── Data in this exercise

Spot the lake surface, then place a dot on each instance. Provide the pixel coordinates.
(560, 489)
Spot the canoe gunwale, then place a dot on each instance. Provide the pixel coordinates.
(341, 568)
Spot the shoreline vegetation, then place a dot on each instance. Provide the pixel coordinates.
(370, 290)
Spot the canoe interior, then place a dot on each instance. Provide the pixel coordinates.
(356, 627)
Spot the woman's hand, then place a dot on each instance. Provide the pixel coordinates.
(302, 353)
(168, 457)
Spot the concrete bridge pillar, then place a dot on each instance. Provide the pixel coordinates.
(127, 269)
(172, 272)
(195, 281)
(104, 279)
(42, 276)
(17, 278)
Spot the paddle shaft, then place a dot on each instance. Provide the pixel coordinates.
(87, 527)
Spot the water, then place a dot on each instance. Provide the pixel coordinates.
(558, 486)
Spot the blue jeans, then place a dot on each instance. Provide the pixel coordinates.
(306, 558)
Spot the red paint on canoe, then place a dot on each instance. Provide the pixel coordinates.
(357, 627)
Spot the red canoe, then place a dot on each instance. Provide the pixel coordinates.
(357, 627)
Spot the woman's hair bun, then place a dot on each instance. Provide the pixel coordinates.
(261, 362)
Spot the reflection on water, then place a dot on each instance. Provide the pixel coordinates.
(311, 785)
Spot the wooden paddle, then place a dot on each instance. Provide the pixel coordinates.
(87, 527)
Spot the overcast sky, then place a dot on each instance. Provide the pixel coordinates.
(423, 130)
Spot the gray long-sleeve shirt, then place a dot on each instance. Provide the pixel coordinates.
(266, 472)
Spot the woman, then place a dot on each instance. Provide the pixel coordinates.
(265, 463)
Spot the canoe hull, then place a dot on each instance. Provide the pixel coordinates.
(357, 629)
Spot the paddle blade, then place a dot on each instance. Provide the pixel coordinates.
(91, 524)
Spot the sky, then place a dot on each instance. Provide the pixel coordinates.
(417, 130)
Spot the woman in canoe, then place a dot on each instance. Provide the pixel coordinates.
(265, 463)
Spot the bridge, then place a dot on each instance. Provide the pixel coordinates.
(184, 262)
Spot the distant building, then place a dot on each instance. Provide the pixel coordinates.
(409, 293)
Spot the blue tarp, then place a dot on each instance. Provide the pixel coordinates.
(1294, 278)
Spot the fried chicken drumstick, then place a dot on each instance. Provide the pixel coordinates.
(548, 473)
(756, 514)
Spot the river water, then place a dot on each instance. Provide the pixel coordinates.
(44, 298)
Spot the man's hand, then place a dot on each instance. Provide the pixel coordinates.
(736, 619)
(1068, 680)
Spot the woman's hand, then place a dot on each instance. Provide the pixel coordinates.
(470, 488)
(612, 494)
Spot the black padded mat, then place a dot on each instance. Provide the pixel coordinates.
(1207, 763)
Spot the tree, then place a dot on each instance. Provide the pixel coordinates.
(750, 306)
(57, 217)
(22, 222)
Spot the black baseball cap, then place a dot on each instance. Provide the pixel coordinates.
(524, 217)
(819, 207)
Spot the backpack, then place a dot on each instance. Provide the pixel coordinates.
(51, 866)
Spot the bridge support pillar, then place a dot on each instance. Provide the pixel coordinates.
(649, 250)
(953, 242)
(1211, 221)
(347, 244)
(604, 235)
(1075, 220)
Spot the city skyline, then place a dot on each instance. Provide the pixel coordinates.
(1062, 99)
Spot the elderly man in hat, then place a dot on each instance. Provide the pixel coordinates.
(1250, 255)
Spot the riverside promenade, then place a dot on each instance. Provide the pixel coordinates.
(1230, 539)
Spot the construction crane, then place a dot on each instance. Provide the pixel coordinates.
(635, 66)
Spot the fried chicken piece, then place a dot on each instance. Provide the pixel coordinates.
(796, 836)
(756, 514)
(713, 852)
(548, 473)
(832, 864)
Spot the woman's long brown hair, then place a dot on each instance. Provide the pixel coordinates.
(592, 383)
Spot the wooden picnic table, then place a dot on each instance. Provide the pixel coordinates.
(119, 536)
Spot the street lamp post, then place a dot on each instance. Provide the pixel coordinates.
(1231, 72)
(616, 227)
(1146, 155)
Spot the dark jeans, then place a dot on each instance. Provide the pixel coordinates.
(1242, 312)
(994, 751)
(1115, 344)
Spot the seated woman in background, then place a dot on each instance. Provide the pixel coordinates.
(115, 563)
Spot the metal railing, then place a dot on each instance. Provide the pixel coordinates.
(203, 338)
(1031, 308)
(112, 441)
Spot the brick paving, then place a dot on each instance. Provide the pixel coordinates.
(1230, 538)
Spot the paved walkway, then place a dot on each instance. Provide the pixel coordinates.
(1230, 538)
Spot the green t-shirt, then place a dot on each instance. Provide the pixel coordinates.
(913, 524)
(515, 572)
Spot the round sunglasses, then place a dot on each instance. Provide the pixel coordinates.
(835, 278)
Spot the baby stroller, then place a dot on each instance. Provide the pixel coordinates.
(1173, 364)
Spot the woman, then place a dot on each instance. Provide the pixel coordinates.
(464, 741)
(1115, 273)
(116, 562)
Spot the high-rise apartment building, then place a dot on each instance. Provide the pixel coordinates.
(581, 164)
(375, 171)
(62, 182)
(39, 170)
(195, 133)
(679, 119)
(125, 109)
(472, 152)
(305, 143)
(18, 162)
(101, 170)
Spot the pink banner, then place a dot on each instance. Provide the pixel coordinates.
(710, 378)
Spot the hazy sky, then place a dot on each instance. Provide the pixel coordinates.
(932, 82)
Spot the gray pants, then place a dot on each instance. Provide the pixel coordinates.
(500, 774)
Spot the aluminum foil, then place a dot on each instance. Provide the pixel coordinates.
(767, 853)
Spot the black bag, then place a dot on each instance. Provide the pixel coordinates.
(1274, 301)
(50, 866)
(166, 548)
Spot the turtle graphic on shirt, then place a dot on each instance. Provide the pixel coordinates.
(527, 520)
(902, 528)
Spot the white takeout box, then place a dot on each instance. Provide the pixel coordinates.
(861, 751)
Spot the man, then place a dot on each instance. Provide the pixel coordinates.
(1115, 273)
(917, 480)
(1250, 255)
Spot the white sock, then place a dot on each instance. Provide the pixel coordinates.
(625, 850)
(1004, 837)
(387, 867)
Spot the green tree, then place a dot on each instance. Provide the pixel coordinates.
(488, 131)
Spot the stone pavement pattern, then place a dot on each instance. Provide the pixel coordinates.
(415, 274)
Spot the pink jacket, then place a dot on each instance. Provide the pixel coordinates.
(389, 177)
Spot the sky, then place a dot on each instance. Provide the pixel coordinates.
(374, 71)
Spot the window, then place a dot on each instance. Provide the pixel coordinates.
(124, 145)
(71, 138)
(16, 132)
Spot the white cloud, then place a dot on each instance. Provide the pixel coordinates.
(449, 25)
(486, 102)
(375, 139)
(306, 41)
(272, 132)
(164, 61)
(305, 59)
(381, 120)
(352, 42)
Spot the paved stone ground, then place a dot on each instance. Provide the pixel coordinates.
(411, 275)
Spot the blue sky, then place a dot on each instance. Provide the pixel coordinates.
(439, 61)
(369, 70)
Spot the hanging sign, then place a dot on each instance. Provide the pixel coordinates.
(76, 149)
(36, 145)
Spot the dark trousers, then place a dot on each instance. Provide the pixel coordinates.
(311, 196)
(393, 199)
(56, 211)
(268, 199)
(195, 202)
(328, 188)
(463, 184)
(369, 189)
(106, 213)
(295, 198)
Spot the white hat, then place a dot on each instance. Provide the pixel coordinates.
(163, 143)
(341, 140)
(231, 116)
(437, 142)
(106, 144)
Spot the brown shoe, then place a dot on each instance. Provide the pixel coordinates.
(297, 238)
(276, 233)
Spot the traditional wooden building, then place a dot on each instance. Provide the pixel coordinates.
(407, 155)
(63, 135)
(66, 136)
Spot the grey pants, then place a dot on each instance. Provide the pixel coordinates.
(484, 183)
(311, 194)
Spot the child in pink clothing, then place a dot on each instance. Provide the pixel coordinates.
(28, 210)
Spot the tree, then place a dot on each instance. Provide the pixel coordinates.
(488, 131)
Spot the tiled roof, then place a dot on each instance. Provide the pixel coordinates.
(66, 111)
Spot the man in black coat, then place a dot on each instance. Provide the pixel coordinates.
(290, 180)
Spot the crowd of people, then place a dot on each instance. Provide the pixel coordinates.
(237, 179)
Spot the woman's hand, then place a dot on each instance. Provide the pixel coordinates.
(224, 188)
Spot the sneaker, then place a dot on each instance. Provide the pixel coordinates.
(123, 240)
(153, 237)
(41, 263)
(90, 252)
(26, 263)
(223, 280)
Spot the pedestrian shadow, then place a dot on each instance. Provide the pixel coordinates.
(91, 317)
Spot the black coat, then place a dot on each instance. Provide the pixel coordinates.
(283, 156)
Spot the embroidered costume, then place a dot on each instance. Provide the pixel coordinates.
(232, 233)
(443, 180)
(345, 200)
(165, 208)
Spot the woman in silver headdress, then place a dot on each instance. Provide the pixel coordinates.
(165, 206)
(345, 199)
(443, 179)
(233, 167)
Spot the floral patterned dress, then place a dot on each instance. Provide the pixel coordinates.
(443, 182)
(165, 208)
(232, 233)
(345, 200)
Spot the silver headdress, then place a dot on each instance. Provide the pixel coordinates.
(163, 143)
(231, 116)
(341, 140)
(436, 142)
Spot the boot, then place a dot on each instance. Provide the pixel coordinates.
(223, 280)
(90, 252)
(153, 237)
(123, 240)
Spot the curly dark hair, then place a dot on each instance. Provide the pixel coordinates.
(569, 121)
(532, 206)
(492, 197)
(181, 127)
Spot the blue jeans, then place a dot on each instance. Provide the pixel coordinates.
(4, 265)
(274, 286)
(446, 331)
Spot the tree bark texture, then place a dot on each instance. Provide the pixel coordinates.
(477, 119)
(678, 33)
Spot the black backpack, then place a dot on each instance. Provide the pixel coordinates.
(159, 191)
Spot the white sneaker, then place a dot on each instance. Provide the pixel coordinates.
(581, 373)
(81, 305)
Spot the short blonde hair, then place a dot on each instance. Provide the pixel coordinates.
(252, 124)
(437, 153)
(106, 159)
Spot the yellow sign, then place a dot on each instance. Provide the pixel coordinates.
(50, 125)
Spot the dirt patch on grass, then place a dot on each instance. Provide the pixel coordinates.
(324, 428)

────

● Exercise instructions:
From the line holding "Spot the dirt" to the last line of the data above, copy every line exactly and include nothing more.

● Output for this task:
Spot the dirt patch on grass, then place a dot on each instance. Provide the pixel coordinates.
(324, 428)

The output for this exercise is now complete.